(WHAT THE EXERCISE ASKS): Turn every line of the records below into a numbered list, skipping blank lines, and please leave the pictures out of your answer.

(PROVIDED MATERIAL):
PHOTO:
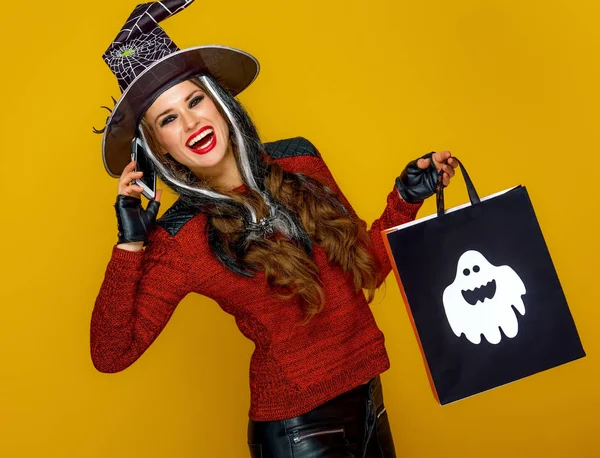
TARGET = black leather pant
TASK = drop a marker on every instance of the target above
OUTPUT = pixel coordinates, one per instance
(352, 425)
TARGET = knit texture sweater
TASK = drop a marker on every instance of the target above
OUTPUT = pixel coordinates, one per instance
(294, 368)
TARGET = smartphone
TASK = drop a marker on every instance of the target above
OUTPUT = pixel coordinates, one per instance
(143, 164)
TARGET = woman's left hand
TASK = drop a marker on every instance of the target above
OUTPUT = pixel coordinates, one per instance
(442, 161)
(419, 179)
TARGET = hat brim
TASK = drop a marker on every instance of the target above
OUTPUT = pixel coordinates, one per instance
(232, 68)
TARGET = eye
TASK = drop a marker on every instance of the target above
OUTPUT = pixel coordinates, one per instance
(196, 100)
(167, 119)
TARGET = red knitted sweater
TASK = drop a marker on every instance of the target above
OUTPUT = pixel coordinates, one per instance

(THE COMPLETED TASK):
1. PHOTO:
2. TARGET = black leather pant
3. TASK = drop a marker on every instance of the target above
4. OUTPUT = pixel coordinates, one per instance
5. (352, 425)
6. TARGET = knit texture sweater
7. TASK = drop a marker on every instance of the target above
8. OUTPUT = pixel coordinates, one per instance
9. (294, 368)
10. TARGET = smartphone
11. TASK = drop a marker on every instance of the target above
12. OUTPUT = pixel coordinates, one per instance
13. (143, 164)
14. TARGET = woman's left hand
15. TASK = drop a marker on every instance of the target above
16. OUTPUT = pixel coordinates, one per instance
17. (442, 161)
18. (419, 179)
19. TARGET = hat brim
20. TASK = drop a marker on every instance of the target above
21. OUTPUT = pixel coordinates, one per instance
22. (232, 68)
23. TARGET = eye
24. TASK = drop a marker on every instance of the target above
25. OUTPUT = pixel coordinates, one per instance
26. (196, 100)
27. (167, 119)
28. TARGET = red knitted sweater
29. TASK = drop a marker on every instance of the target above
30. OUTPUT = pixel coordinates, one per instance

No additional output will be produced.